=== WHAT IS BEING ASKED ===
Summarize the text on the history of appointment scheduling below in two sentences.

When Did It All Start?
The current system of time measurement dates to the Sumerians in 2000 BC, but the first scheduled appointment was made long before that! Based on exhaustive research, we believe that an appointment was made with a medicine man over 10,000 years ago. OK, actually we are not sure!
However, the use of appointments with doctors has a long history, and for a good reason: they are a scarce resource and need to make sure they spent the right amount of time with each patient. The very idea of “appointment scheduling” is based on convenience: both parties agree to a particular time, place, and reason for a meeting that benefits them both. (In the case of the doctor, it’s payment – and for the patient, getting cured!)
Throughout history, appointment scheduling tended to be for the benefit of the “professional” serving the appointment: doctor, lawyer, hair stylist, accountant, politician, or anyone else whose time was valuable and could not be wasted.
What About Me?
The idea of convenience for the consumer—that’s you—is relatively new.
The expansion of appointments to retail store, banks, auto repair and other services was a way to offer a consumer benefit and compete more effectively.
The good news is that with the widespread use of smart phones and the web, making an appointment no longer requires phone calls, or tedious “back and forth”. Businesses of all types can now offer the service cost effectively, and help make life easier for customers!

=== INFORMATION PROVIDED ===
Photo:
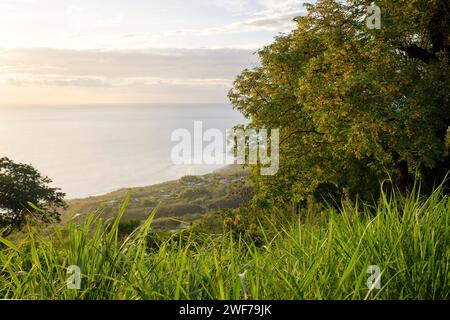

=== ANSWER TO THIS EXERCISE ===
Appointments, especially with doctors, have a long history, and for most of it scheduling served professionals whose time was valuable and could not be wasted. Offering appointments for the consumer's convenience at retail stores, banks, auto repair, and other services is relatively new, and smartphones and the web now let businesses of all types offer them cost effectively without phone calls.